— Begin —

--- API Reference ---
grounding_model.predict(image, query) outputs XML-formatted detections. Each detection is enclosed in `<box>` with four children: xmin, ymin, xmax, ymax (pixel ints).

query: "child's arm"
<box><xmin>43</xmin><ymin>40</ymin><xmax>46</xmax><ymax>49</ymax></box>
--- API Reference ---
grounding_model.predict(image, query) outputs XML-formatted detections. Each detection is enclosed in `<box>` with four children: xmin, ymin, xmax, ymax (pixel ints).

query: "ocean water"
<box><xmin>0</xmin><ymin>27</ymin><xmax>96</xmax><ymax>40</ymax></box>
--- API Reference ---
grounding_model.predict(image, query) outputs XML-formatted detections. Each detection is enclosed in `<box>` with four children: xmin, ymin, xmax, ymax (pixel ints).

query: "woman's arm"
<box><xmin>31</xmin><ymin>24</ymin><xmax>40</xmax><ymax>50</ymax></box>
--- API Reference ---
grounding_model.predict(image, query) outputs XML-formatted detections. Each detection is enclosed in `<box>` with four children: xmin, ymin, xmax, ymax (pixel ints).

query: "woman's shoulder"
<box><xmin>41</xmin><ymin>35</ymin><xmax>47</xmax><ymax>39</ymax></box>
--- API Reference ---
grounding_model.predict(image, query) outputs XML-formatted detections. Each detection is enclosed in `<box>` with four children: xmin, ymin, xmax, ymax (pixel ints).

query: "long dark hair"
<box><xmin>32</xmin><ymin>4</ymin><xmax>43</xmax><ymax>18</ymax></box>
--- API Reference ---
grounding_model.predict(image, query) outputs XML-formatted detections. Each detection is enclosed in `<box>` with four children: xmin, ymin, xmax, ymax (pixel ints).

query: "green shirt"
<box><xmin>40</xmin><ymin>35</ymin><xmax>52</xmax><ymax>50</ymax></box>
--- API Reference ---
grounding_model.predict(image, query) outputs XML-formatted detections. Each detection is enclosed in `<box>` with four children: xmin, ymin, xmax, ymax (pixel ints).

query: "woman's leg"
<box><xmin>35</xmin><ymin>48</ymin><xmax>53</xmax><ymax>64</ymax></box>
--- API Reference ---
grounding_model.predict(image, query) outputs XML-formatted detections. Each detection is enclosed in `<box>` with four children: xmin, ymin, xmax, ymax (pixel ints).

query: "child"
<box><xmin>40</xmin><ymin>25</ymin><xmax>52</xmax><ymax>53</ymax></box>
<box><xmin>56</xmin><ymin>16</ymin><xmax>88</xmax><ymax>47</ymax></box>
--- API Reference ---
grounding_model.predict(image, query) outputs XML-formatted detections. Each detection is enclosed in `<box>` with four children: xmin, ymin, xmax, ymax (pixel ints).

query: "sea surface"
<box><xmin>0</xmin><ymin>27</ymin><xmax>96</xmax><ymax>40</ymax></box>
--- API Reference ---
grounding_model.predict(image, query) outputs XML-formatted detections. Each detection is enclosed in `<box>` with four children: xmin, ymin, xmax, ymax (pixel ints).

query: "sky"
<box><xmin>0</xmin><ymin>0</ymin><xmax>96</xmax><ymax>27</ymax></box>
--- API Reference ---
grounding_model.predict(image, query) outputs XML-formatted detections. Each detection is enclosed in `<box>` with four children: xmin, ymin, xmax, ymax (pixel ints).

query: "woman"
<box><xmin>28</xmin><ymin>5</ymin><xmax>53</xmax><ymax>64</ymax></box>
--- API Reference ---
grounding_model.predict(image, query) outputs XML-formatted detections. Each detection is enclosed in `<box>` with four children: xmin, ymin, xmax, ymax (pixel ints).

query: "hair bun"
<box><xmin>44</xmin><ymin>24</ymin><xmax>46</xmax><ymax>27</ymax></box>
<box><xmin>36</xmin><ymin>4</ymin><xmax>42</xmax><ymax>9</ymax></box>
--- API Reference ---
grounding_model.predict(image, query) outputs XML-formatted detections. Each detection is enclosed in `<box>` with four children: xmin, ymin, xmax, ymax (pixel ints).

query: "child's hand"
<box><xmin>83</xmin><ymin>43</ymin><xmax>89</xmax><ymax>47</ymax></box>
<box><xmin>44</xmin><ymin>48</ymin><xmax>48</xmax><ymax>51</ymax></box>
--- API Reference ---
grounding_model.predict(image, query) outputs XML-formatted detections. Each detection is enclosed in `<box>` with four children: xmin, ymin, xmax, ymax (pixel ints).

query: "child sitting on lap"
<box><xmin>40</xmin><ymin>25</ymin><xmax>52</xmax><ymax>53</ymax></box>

— End —

▶ PROMPT
Show each line above that contains the string "woman", copying the whole line. Case counts, so a match must use the same capital and small letters.

▶ THE RESPONSE
query: "woman's arm"
query: "woman's shoulder"
query: "woman's leg"
query: "woman"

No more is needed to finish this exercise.